▶ **TASK OBJECTIVE**
Replace "one marker per instance" with "one point per instance" everywhere in the lines below, and leave everything else unchanged.

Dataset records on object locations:

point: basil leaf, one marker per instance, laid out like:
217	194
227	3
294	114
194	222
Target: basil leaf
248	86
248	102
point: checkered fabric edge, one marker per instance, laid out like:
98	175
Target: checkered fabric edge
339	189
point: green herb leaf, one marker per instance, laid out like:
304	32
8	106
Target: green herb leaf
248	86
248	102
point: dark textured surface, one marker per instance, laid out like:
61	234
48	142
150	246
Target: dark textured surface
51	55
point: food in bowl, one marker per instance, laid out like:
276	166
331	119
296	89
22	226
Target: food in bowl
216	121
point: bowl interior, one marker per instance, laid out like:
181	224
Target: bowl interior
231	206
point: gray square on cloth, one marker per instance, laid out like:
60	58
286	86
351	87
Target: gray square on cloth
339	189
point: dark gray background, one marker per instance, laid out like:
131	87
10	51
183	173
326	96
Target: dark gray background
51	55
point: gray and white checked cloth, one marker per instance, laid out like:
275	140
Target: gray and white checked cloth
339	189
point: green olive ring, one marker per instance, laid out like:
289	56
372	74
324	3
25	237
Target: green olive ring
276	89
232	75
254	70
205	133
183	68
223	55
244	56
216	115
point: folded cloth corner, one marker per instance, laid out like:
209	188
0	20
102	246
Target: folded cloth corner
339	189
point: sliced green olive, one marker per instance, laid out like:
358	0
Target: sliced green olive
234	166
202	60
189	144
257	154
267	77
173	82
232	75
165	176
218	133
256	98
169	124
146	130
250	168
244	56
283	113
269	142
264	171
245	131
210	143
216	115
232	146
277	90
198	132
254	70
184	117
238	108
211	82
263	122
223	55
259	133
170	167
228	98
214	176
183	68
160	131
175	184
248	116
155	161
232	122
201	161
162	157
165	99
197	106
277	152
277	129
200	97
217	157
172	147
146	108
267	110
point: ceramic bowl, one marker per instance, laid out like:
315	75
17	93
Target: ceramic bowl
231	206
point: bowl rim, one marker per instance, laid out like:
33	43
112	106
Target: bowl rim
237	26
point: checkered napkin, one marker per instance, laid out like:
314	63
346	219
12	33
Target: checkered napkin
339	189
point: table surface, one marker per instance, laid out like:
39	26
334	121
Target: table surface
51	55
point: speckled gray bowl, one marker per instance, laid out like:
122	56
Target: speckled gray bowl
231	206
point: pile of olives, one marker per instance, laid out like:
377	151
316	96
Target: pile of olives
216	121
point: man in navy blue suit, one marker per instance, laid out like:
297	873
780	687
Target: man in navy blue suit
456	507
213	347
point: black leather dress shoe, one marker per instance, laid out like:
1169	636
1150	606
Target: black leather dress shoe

▶ **OUTPUT FOR THIS TASK**
point: basil leaf, one point per instance, laid out like:
217	194
227	3
294	114
194	222
Target: basil leaf
248	86
248	102
point: checkered fabric edge, one point per instance, laid out like:
98	175
Target: checkered fabric edge
339	189
point: green herb leaf, one point per instance, laid out like:
304	32
8	106
Target: green herb leaf
248	86
248	102
point: dark textured surface, one point per instance, laid out like:
61	234
48	142
150	246
Target: dark textured surface
51	55
point: food in bowl, one point per instance, laid out like:
276	166
331	119
296	89
22	226
Target: food in bowl
216	121
point: bowl interior, one point per instance, laid out like:
181	224
Target: bowl interior
231	206
point: gray square on cloth, one point per instance, laid out like:
60	58
286	86
351	87
Target: gray square on cloth
339	189
point: dark gray background, one point per instance, laid out like:
131	87
10	51
183	173
326	96
Target: dark gray background
51	55
point: gray and white checked cloth, one point per instance, laid out like:
275	140
Target: gray and white checked cloth
339	189
point: green olive ring, one point per instance, laid out like:
289	56
372	74
324	3
25	237
Target: green olive ring
276	89
232	75
254	70
205	133
183	68
223	55
244	56
216	115
point: folded cloth corner, one point per instance, laid out like:
209	188
0	20
102	246
Target: folded cloth corner
339	189
point: sliced green olive, one point per instance, laid out like:
358	0
Target: sliced green olive
234	166
202	60
189	144
257	154
267	77
173	82
232	75
165	176
218	133
256	98
169	124
146	130
250	168
244	56
283	113
269	142
264	171
245	131
210	143
216	115
232	146
277	90
198	132
254	70
184	117
238	108
211	82
263	122
223	55
259	133
170	167
228	98
214	176
183	68
160	131
175	184
248	116
155	161
232	122
201	161
162	157
165	99
197	106
277	152
277	129
200	97
217	157
172	147
146	108
267	110
point: ceramic bowl, one point per instance, laid out like:
315	75
17	93
Target: ceramic bowl
231	206
point: bowl rim, one point per instance, laid out like:
33	43
112	106
Target: bowl rim
237	26
point: checkered napkin, one point per instance, laid out like:
314	63
346	219
12	33
Target: checkered napkin
339	189
point: table surface, one point per instance, laid out like:
39	26
334	121
Target: table surface
51	55
point: speckled gray bowl, one point per instance, laid out like:
122	56
Target: speckled gray bowl
231	206
point: pile of olives, one point per instance, laid out like:
377	151
316	96
Target: pile of olives
216	121
point: man in navy blue suit, one point per instance, laid out like:
297	873
780	687
Target: man in navy blue suit
456	507
213	347
point: black leather dress shoe, one point per instance, laid out like:
1169	636
1150	606
Target: black leather dress shoe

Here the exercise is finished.